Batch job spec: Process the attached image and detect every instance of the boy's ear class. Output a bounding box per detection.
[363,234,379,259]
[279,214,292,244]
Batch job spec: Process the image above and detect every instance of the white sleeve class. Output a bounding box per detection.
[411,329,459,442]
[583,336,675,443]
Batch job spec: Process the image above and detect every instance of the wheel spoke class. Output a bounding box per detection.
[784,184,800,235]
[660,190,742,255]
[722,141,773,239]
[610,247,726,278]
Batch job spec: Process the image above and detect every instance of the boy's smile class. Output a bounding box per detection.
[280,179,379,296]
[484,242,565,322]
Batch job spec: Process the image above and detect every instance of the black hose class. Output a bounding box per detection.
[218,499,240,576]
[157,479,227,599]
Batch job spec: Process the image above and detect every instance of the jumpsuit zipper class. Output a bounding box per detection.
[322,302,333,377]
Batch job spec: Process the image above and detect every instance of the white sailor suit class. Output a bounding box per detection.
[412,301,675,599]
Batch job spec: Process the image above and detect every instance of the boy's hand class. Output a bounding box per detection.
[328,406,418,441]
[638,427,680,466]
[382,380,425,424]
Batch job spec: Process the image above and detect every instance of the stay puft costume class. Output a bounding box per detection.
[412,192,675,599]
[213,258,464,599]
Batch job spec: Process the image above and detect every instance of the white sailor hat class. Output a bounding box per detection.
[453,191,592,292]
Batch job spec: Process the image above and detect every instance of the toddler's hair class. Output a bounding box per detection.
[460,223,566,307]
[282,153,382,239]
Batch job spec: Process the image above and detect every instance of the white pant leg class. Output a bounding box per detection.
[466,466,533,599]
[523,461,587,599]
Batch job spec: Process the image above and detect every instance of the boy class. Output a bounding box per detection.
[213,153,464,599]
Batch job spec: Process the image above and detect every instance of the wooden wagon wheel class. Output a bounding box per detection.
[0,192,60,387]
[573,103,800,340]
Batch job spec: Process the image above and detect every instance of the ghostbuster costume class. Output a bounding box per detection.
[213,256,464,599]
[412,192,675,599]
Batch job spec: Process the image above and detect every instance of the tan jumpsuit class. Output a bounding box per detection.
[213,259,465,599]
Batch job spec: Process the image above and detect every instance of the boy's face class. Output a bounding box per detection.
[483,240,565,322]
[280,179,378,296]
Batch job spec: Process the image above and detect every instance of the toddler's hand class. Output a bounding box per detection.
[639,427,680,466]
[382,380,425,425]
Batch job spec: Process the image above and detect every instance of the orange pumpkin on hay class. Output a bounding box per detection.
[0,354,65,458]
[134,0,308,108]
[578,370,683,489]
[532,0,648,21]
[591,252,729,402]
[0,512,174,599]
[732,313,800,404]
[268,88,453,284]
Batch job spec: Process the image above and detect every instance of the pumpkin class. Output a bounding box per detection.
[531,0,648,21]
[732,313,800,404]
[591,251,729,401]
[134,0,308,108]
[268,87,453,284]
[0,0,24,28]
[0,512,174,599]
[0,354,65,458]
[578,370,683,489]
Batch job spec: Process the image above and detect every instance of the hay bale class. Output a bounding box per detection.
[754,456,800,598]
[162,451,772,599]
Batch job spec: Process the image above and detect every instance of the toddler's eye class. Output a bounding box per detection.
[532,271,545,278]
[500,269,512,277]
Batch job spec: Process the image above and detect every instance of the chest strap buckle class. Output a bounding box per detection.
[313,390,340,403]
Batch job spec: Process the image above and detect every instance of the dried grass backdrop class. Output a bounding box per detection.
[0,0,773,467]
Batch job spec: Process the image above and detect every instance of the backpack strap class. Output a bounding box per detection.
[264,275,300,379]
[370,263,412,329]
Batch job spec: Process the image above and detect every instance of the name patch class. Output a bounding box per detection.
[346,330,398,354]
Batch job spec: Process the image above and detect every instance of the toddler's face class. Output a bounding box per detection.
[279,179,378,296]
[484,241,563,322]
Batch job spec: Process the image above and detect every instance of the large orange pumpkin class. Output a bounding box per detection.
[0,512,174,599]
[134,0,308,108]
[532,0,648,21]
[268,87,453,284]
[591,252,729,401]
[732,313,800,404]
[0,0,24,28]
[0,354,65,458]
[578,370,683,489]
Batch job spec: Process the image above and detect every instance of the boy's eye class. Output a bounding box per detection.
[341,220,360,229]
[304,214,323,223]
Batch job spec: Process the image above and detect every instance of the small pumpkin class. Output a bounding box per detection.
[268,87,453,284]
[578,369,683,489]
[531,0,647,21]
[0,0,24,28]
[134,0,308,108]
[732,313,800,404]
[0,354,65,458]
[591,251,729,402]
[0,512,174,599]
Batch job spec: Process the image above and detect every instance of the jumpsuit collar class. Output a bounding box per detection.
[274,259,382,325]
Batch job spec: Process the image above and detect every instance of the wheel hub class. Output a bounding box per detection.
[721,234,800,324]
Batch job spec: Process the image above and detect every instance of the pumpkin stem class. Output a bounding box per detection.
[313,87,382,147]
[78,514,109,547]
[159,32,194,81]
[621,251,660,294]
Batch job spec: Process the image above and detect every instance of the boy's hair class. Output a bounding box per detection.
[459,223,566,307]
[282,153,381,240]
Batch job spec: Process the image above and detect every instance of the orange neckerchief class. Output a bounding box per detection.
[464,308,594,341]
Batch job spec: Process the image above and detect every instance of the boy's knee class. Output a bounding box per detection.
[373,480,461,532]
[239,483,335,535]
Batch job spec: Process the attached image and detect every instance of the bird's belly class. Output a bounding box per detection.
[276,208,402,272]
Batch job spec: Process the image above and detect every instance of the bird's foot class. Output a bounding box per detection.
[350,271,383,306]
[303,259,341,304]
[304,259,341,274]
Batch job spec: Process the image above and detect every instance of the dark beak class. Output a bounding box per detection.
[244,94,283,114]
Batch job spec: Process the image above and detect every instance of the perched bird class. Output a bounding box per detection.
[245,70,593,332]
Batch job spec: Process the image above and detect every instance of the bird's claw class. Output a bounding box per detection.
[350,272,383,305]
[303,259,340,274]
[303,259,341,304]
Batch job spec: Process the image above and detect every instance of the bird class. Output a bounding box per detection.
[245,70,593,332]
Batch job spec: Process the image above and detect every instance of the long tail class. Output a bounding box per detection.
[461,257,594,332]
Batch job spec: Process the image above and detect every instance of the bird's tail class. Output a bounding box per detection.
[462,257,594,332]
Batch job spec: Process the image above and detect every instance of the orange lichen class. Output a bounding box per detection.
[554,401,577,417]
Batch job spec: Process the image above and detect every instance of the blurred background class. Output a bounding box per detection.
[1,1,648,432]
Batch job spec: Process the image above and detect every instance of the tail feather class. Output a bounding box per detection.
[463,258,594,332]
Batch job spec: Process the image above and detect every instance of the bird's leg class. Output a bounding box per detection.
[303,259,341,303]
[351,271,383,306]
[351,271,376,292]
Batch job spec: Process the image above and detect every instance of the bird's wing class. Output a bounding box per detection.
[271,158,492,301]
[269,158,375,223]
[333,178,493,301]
------------------------------
_WORK REQUEST_
Repeat the whole of the data verbatim, as it reads above.

_RESULT FOR THIS EXERCISE_
Batch job spec: Process the attached image and detect every instance of the boy's ear class. Output a bounding box per detection.
[363,234,379,259]
[279,214,292,244]
Batch job spec: Process the image above and detect every instance of the white sleeve class. Output a bounding box per detection.
[411,329,459,442]
[583,336,675,443]
Batch job spec: Process the image above and detect every instance of the wheel spoke class. Output a bounding box per detection.
[784,184,800,235]
[660,190,742,255]
[722,141,773,239]
[610,247,726,278]
Batch job spec: Process the image above and detect every instance of the boy's smile class. Output a bounding box per detection.
[280,179,379,296]
[484,242,565,322]
Batch job spec: Process the image above and detect every instance of the black hose class. Output a bounding box per detection.
[218,499,240,576]
[157,479,227,599]
Batch job spec: Process the image above and detect every instance of the jumpsuit zipper class. Output a bounding box per detection.
[322,302,333,377]
Batch job spec: Process the image above and detect every instance of the white sailor suit class. Output a bounding box per detection.
[412,301,675,599]
Batch job spec: Process the image above and detect every instance of the boy's hand class. Output a bounding box per detection.
[328,406,418,441]
[638,427,680,466]
[382,380,425,424]
Batch job spec: Process the image above and detect every instance of the stay puft costume class. Output a bounding box per detection.
[412,192,675,599]
[213,258,464,599]
Batch job spec: Process the image above and detect every instance of the white sailor hat class. Output a bounding box per detection.
[453,191,592,292]
Batch job spec: Process the image above and detect every instance of the toddler's hair class. Output a bounding box per detection.
[460,223,566,307]
[282,153,382,239]
Batch job spec: Process the image above and detect every instance of the white pant leg class. Output a bounding box per detection.
[466,466,533,599]
[523,461,587,599]
Batch job spec: Process the image above and detect every instance of the boy class. Output a bounding box per detection.
[213,153,464,599]
Batch job spec: Process the image above and detect every instance of the wooden wagon wheel class. Output a bounding box per detection.
[0,192,60,387]
[573,103,800,340]
Batch job spec: Process the image above and detect every instance of the ghostbuster costume class. Output a bounding box per detection.
[213,256,464,599]
[412,192,675,599]
Batch job spec: Process the image above and detect every instance of the tan jumpsuit class. Output a bounding box per detection.
[213,259,465,599]
Batch job spec: Process the image above and detect every instance of the boy's face class. Output a bounding box per detection.
[483,240,565,322]
[280,179,378,296]
Batch job spec: Process the image above and detect every instance of the toddler's hand class. Output a bounding box per detection.
[639,427,680,466]
[382,380,425,425]
Batch job spec: Process the image above and detect every instance of the orange pumpkin on hay class. Output a bounding box per detection.
[0,354,65,458]
[134,0,308,108]
[578,370,683,489]
[532,0,648,21]
[591,252,729,402]
[0,512,174,599]
[732,313,800,404]
[268,88,453,284]
Batch job spec: Process the image above and detect every instance of the pumpkin class. Output a bounding box per detection.
[531,0,648,21]
[732,313,800,404]
[591,251,729,401]
[134,0,308,108]
[268,87,453,284]
[0,0,24,28]
[0,512,174,599]
[0,354,65,458]
[578,370,683,489]
Batch job spec: Process the image above and detect every instance of the hay bale class. Output a bounding box per detection.
[754,456,800,598]
[162,451,772,599]
Batch job spec: Process the image above and detect every instance of the toddler's eye class. Output a bounding box per detection.
[532,271,545,278]
[500,269,512,277]
Batch job spec: Process the image above and detect every instance of the chest strap buckle class. Output a bounding box per detection.
[313,390,340,403]
Batch job spec: Process the image above and detect every instance of the dried grass backdrop class. Output a bounding box per detection.
[0,0,773,467]
Batch job spec: Process the image above and detect every instance of the backpack strap class. Output a bounding box per detection.
[264,275,300,379]
[370,263,412,329]
Batch job spec: Process the image above and detect every instance of the name patch class. Output a bounding box per detection.
[346,330,398,354]
Batch job spec: Process the image above and detect every instance of the toddler's face class. Output a bounding box per detection.
[279,179,378,296]
[484,241,563,322]
Batch job spec: Process the image above and detect every instance of the large orange pumpkin class. Output a bounding box per detection.
[0,512,174,599]
[134,0,308,108]
[532,0,648,21]
[268,87,453,284]
[591,252,729,401]
[732,313,800,404]
[0,0,24,28]
[0,354,65,458]
[578,370,683,489]
Batch job spec: Process the image above and detect every instance of the boy's eye class. Output a bounding box per detection.
[341,220,360,229]
[304,214,323,223]
Batch job spec: Process the image above and detect every instance of the small pumpkin class. Output a bounding box per detection.
[268,87,453,284]
[578,369,683,489]
[531,0,647,21]
[0,0,24,28]
[134,0,308,108]
[732,313,800,404]
[0,354,65,458]
[591,251,729,402]
[0,512,174,599]
Batch job spec: Process the image above and detect every instance of the jumpsuit collar class. Output a bounding box per detection.
[274,259,382,325]
Batch job spec: Process the image above and detect every instance of the wheel hub class. Output a bounding box per detection.
[721,234,800,324]
Batch job spec: Process the image above and detect every instance of the pumpkin stem class. Output a bounding box per detection.
[313,87,382,147]
[78,514,109,547]
[159,32,194,81]
[621,251,660,294]
Batch job spec: Process the image above and detect every instance of the boy's hair class. Output a bounding box per detection.
[459,223,566,307]
[282,153,381,240]
Batch job spec: Process the image above and detect every instance of the orange neckerchief class. Output a bounding box per detection.
[464,308,594,341]
Batch job spec: Process the image above and detect every instance of the boy's knee class. Output a bounding box per detection.
[373,480,461,532]
[239,483,335,535]
Batch job spec: Process the attached image and detect every instance of the bird's belly class. Output a bounding box per detection.
[276,208,402,272]
Batch job spec: Process the image above and detect every instance of the bird's foot class. Output a bounding box per detection.
[350,271,383,306]
[303,259,341,304]
[304,259,341,274]
Batch job spec: Process the image above and detect every instance of the dark beak class. Output a bounding box per detection.
[244,94,283,114]
Batch job spec: Process the image above and detect every instance of the perched bird class. Output a bounding box per detection.
[245,70,593,332]
Batch job spec: Process the image above and detect every instance of the bird's claw class. Output a bounding box per detection.
[350,272,383,305]
[303,259,340,274]
[303,259,341,304]
Batch job spec: Process the image above and detect every instance of the bird class. Output a bounding box per detection.
[245,70,593,332]
Batch job spec: Process the image above and detect every instance of the long tail class. Output a bounding box per detection.
[461,257,594,332]
Batch job spec: Process the image above and detect every instance of the bird's tail class. Output a bounding box per detection.
[462,257,594,332]
Batch job spec: Process the image above and detect every instance of the orange lichen class. Output a bounding box per detection.
[554,401,577,417]
Batch job spec: Process the image above and detect every instance of the blurred background class. Output a bounding box per detection.
[1,1,648,432]
Batch job spec: Process the image above and detect every instance of the tail feather class. Output a bounding box per detection.
[463,258,594,332]
Batch job spec: Process the image above and detect every instance of the bird's leg class. Output a bounding box per detection.
[303,259,341,303]
[351,271,383,306]
[351,271,376,292]
Batch job spec: Process the image above and detect every instance of the bird's wing class. Output a bounding box per detection.
[271,158,492,301]
[269,158,375,223]
[333,178,493,301]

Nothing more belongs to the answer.